§ **Instruction**
Reproduce the listing below line for line, with no changes to wording, spacing, or punctuation.

--- START Extracted records ---

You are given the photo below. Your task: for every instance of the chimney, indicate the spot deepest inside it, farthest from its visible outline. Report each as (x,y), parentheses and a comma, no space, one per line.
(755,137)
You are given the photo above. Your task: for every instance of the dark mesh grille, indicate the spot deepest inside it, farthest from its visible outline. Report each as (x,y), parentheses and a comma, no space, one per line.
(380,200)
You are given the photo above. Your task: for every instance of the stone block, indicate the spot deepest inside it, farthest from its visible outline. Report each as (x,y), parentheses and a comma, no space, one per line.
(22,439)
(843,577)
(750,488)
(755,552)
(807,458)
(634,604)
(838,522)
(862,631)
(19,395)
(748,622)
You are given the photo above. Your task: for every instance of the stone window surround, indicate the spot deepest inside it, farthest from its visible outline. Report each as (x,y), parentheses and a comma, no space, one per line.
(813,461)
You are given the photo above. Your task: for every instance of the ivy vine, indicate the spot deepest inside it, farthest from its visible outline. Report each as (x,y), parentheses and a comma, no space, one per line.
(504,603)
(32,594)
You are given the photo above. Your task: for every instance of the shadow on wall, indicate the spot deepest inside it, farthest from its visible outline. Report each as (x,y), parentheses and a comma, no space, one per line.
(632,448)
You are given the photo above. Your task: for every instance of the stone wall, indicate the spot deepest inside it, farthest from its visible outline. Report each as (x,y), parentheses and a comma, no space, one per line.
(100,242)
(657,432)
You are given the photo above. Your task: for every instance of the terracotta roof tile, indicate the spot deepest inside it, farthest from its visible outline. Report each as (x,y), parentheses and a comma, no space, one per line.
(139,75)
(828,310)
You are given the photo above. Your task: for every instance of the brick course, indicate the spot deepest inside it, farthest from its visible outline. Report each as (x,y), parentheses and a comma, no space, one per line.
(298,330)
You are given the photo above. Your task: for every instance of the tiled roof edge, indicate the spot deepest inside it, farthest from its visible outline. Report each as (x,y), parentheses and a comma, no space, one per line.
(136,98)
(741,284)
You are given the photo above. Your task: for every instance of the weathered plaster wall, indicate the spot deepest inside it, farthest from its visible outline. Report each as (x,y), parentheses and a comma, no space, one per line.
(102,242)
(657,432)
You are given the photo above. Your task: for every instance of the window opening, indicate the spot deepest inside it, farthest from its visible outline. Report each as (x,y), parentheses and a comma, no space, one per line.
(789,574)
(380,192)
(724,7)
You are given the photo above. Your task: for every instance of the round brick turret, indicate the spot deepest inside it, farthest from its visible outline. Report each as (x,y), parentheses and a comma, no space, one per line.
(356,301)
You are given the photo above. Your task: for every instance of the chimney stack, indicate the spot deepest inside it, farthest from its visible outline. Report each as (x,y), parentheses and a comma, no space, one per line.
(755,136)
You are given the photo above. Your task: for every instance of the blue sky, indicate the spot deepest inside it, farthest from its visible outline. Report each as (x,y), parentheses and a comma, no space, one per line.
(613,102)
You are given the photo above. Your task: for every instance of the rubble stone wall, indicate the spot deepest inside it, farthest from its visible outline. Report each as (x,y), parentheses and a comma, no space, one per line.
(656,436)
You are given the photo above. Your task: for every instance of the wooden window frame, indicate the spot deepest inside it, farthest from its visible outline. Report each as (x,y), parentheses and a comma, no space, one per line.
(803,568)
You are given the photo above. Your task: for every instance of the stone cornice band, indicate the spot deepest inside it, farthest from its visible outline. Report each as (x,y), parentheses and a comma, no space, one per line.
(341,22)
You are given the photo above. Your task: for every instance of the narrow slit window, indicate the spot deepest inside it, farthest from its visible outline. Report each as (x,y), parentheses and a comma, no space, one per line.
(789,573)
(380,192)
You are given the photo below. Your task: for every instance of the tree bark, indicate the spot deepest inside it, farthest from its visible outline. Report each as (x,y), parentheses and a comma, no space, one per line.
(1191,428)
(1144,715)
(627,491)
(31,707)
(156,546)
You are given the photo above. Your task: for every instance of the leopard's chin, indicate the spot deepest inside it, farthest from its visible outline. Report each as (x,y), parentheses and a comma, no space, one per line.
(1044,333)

--- END Extracted records ---

§ **Solution for this problem**
You are given the photo below. Your task: for every instance of the chimney, indicate the spot deepest inside it, farthest from its visible outline. Report each as (x,y), parentheses and a comma, no space, one per line.
(755,137)
You are given the photo above. Your task: for every instance of the dark mesh grille, indicate the spot deepest inside it, farthest from its visible outline. Report each as (x,y), parentheses and a comma, no space, one per line.
(380,200)
You are given the photo above. Your task: for every instance of the stone block, indicate the spot deepest inside it, farthest from its visible outline. Report each as (x,y), parentheses and a comma, no space, one per line.
(22,439)
(843,577)
(750,488)
(755,552)
(807,458)
(634,604)
(838,522)
(862,631)
(19,395)
(748,622)
You are given the photo above. Your task: for every instance of the stone window surround, indicate the spot deepest inside it, farthest from its visible outline. Report each as (x,y), parentheses and a comma, no space, one per line.
(813,461)
You are given the photo above. Your task: for every instance of the ivy vine, indicate the spot deepest inside it, farthest from its visible outline. Report each as (x,y), parentheses and a comma, no space, one per line.
(504,603)
(32,594)
You are given the photo above. Your task: for every instance of the shadow on wall, indicate the spot deepest inside it, farthest from its visible outline. Report each as (x,y), parentheses and a comma, no space, one per line.
(632,448)
You are given the photo above. Your task: for every instance of the stone wall, indicate the spot deepest inside it, farthest from its visible outline. Report each as (x,y), parentheses and a comma, no space, one per line.
(100,242)
(657,432)
You are given the photo above. Your task: for every instance of the terracotta roof tile, indicate the spot deepest inside it, farthest from its visible outline. Report each as (x,y), parentheses and a comma, no space, one per line.
(139,75)
(828,310)
You are given the photo above. Your task: for every instance of the brick course, indicate the spot deepest inside it, farthest from its visible outline. Report each as (x,y), parentheses and a comma, no space, one per line.
(298,330)
You are given the photo above. Your task: for every instance of the tiled roof edge, indicate the spot deepest inside it, farthest from its visible outline. Report each as (x,y), parentheses and a comma, no space, one per line.
(136,98)
(741,284)
You are given the photo above. Your task: for every instance of the weathered plaster wall, indicate the spot deepest inside it, farthest from its visible outline. Report each as (x,y), parentheses and a comma, no space, one per line.
(102,242)
(657,432)
You are given the photo above. Your task: for every instance of the window opening, indicate the spot deepest inside it, farthest from its visible outline. Report each as (x,y), parentheses and a comma, no space, one per line.
(789,574)
(380,192)
(724,7)
You are given the photo above. Your task: for every instance of the round brick turret, indicate the spot deepest inside it, farthest from its visible outline. Report each as (x,y), parentheses and a comma, no space, one per line.
(356,301)
You are given the photo above. Your task: for every instance of the chimney stack, indicate the spot deepest inside it, farthest from its visible outline. Report each as (x,y), parentheses and a comma, no space, one per line.
(755,136)
You are given the photo above. Your task: for every instance of the blue sky, indicate the spot deepest inside it, farthest from its visible outline. Report each as (x,y), parentheses and a comma, no space, one per line.
(613,102)
You are given the photo above. Your task: for every instance of the rubble stone wall, indicate the spot deepest inside it, farthest from its visible outline. Report each as (x,y), parentheses and a comma, no space, one per line.
(656,436)
You are given the photo above. Your task: for every instance of the wooden window frame, indicate the spot deepest inside it, farthest from its visible outline. Report each as (x,y), parentheses and a comma, no space, one per line.
(803,568)
You are given the photo above. Your task: for every instance of the stone cornice band, indicate the spot deepest inside it, farthest from its visible outline. Report each as (x,y), parentheses and a comma, no space, one per line.
(341,22)
You are given the photo above. Your task: for every instance of the narrow slit window, indicate the spot deepest inside it, farthest from its visible outline. Report each as (x,y), parentheses and a comma, no space, one per line.
(789,573)
(380,192)
You are given the photo below. Your task: for every instance of the tree bark, indicate the spot deepest inside it, farthest from its visible outline. Report each as (x,y), parentheses and a comma, no space, one per line.
(1191,428)
(1144,715)
(627,491)
(31,707)
(156,546)
You are given the photo above. Your task: for every instance of the leopard's chin, indicate the spot deepest inside it, farthest from its visible outline. Report each as (x,y), parentheses and a comma, no space, one per line.
(1044,333)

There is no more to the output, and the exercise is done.